# 課題文:
本文のうち「その後, 1975年に東京(日本) , 1983年にベニス(イタリア)」から「Clinical Practice)」が公布されており, 1990年10月1日より実施されてきた.」までの範囲（両端を含む）を、「エジンバラ」を「エディンバラ」に置き換えて再掲せよ。

====== 本文

臨床試験において大切なことは得られたデータをいかに評価し,正しく有効性と安全性に関する情報を把握するかということである.

 

このためには,臨床試験そのものが適切に計画・実施されるとともに,臨床試験データが適切に集計・解析される必要があることは言うまでもないことである.

 

医師にとってはヒポクラテスの宣詞が基本的な精神とされているが,臨床試験の適切な実施については,ヘルシンキ宣言(Declaration of Helsinki)が基本精神となっている.

 

ヘルシンキ宣言とは1964年にヘルシンキで開催された世界医師会総会で採択された「ヒトを対象とする医学研究の倫理的原則」のことである.

 

科学的かつ倫理的な試験,インフォームド・コンセント(十分に知らされた上での同意)などをはじめとする被験者の保護などが述べられている.

 

その後, 1975年に東京(日本) , 1983年にベニス(イタリア) , 1989年に九龍(香港),1996年にサマーセットウェスト(南アフリカ),2000年にエジンバラ(英国)の世界医師会総会で修正が行われ今日に至っている.

 

臨床試験に関する倫理としてはNIH(米国国立衛生研究所; National Institutes of Health)がURLアドレス:cme. cancer・gov/c01/ にて公開している。

 

「Human Participant Protections Education for Research Teams」も参考にすることができる.

 

また,日本では治験の実施に関する基準として1989年10月2日に厚生省(現;厚生労働省)より「医薬品の臨床試験の実施に関する基準(GCP ; Good Clinical Practice)」が公布されており, 1990年10月1日より実施されてきた.

 

その後, ICH-GCPに対応するために新GCPとして「医薬品の臨床試験の実施に関する基準(GCP)に関する省令(省令GCP)」が1997年3月27日付けで厚生省令第28号として公布され, 1998年4月から完全実施されている.

 

そして,医師主導の治験にも対応するために2003年6月1日付けで改正が行われた.

 

同様に市販後調査に対しても1993年4月に厚生省から「新医薬品などの再審査の申請のための市販後調査の実施に関する基準(GPMSP ; Good Post Marketing Surveillance Practice)」が公布されて以来, 1994年には「医薬品の市販後調査の実施に関する基準」として改訂され,1997年に厚生省令第10号として「医薬品の市販後調査の基準に関する省令」,さらに改訂版が2000年12月に公布され,2001年10月から完全実施されている.

 

これらの最新版GCPおよびGPMSPは法律として規定されているため,法律的な強制力を有する.

============
====== データ部

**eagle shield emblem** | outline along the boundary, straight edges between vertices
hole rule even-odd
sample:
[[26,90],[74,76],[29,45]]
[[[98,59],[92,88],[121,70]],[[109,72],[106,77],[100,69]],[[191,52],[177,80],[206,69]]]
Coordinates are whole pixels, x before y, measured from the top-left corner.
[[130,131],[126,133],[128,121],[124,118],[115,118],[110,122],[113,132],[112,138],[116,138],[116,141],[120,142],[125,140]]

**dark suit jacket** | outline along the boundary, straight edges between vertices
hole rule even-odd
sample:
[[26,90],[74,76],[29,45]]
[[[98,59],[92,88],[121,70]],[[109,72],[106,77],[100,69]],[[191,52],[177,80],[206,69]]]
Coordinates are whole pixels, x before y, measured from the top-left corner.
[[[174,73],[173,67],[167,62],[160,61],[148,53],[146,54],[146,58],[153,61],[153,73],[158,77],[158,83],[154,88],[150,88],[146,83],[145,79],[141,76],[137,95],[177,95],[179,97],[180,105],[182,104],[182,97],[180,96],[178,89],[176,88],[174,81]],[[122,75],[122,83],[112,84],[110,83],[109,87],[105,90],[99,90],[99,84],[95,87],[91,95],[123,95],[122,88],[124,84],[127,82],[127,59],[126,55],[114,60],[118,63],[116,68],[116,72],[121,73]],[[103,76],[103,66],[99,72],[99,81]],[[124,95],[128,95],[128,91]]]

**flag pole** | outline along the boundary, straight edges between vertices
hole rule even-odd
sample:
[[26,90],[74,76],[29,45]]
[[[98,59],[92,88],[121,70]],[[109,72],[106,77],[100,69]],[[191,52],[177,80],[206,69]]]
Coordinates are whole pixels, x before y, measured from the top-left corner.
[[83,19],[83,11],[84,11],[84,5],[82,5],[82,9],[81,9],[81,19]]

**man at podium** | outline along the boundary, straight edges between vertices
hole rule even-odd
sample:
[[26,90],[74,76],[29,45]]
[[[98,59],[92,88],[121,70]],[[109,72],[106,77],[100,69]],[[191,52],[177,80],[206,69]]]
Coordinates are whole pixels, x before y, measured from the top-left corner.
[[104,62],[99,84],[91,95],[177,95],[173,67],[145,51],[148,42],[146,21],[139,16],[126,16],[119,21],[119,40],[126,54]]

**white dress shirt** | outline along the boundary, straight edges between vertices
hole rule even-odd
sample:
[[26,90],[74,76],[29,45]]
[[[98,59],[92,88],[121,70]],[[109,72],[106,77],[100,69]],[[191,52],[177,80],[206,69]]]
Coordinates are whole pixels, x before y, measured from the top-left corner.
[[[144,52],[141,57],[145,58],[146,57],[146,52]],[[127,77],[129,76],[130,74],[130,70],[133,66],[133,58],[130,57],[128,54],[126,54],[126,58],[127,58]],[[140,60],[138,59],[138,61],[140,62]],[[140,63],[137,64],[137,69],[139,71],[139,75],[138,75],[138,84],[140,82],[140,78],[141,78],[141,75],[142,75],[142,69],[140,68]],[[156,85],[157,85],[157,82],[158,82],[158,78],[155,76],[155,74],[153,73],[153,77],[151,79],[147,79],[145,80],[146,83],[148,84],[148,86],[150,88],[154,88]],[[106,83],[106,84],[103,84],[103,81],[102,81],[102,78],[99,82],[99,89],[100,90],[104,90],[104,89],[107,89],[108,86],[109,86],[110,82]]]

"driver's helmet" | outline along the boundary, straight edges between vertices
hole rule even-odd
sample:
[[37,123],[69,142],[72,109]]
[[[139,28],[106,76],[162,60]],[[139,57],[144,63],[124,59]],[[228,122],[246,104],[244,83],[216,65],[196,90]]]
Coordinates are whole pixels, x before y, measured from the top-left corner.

============

# 解答:
その後, 1975年に東京(日本) , 1983年にベニス(イタリア) , 1989年に九龍(香港),1996年にサマーセットウェスト(南アフリカ),2000年にエディンバラ(英国)の世界医師会総会で修正が行われ今日に至っている.

 

臨床試験に関する倫理としてはNIH(米国国立衛生研究所; National Institutes of Health)がURLアドレス:cme. cancer・gov/c01/ にて公開している。

 

「Human Participant Protections Education for Research Teams」も参考にすることができる.

 

また,日本では治験の実施に関する基準として1989年10月2日に厚生省(現;厚生労働省)より「医薬品の臨床試験の実施に関する基準(GCP ; Good Clinical Practice)」が公布されており, 1990年10月1日より実施されてきた.